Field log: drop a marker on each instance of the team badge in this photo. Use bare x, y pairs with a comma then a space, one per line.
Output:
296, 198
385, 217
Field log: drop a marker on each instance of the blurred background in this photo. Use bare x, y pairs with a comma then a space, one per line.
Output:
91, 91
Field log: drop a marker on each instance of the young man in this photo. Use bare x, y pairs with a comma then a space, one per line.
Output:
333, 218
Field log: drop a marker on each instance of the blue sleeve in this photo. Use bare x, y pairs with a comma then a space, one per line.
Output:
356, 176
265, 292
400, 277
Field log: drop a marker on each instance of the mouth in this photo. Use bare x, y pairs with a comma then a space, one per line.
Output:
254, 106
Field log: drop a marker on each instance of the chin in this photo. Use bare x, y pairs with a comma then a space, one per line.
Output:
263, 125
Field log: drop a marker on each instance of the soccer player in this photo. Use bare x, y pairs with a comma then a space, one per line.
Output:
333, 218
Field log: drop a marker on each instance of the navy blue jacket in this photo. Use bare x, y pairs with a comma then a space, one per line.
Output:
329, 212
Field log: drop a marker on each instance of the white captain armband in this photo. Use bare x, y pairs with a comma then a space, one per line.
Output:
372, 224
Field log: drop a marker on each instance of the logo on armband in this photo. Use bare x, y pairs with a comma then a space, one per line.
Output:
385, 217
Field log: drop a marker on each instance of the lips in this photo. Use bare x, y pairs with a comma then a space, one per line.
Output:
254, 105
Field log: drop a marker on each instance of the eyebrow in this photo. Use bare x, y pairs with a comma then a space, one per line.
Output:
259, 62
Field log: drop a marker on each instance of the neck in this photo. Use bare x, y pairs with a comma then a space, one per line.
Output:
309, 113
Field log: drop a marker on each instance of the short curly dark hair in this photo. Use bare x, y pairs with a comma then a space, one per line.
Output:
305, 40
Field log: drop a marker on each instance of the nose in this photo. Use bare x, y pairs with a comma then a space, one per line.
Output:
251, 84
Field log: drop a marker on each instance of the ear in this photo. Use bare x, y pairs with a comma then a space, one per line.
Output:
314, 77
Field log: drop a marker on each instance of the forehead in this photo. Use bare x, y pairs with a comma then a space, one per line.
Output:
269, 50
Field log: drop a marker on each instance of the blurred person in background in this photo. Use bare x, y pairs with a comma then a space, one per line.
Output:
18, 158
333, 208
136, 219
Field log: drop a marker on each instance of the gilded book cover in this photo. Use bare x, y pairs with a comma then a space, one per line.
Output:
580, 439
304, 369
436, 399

§ Prompt: Reproduce the records above exactly.

§ Answer to the exercise:
Field log: drop a marker on each instance of the team badge in this photo. Use bare x, y pairs with a comma then a space, one per line.
Output:
296, 198
385, 217
Field log: drop a marker on each instance of the blurred background in this photo. Use bare x, y pairs with a comma then a space, one per line.
Output:
91, 91
Field log: drop a marker on each instance of the young man in this photo. Use bare x, y pairs with a comma then a space, one per line.
Output:
333, 218
Field log: drop a marker on each instance of the blue sleeve in this photo. Use bare x, y pairs with a comma then a space, one per line.
Output:
356, 176
265, 292
400, 277
Field log: drop a marker on each instance of the mouth in this photo. Use bare x, y pairs with a comma then a space, one per line.
Output:
254, 106
Field log: drop a marker on each instance of the chin in this photo. Use bare x, y pairs with a comma then a space, one per line.
Output:
263, 125
Field log: drop a marker on each instance of the soccer player in this photo. Use bare x, y pairs with a comma then a space, one per line.
Output:
333, 218
Field log: drop a marker on each instance of the navy blue jacket in this photo. Use bare x, y pairs with a comma then a space, one per line.
Output:
329, 212
Field log: drop a marker on each instance of the white captain armband in this photo. Use bare x, y pairs with a comma then a space, one per line.
Output:
372, 224
Field log: drop a marker on each instance of the logo on armband in this photo. Use bare x, y pairs with a comma then a space, one per line.
Output:
385, 217
Field log: drop a marker on each instance of the lips in this photo. Use bare x, y pairs with a comma then a space, one per line.
Output:
254, 105
Field log: drop a marker on each instance of the eyebrow in this photo. Use bare x, y pairs with a comma then a space, one per line.
Output:
259, 62
Field log: drop a marker on each instance of the neck in this photo. Use bare x, y pairs with a comma then a space, one per line.
Output:
309, 113
Field log: drop a marker on each instance of the short curly dark hair in this photo. Use bare x, y pairs with a comma then a space, one per line.
Output:
305, 40
Field log: drop a marker on each instance of the nose in this photo. Use bare x, y pairs with a comma then a space, one per line.
Output:
251, 84
Field log: drop a marker on each instance of the ear in this photo. Use bare x, y pairs with a comma then a space, one per line.
Output:
314, 77
Field log: drop a marker on each instance of the forehead in this photo. Use bare x, y pairs with a comma then a space, one per line.
Output:
269, 50
Field log: drop a marker on each instance of the blurred person in background in this photo. Use bare x, y pairs with a comma then a space, one per line.
Output:
18, 158
333, 208
136, 219
Field log: drop a marker on each instance of the gilded book cover in this photo. Use bare x, y pairs with a comma then a space, one per line.
Output:
580, 439
304, 369
436, 399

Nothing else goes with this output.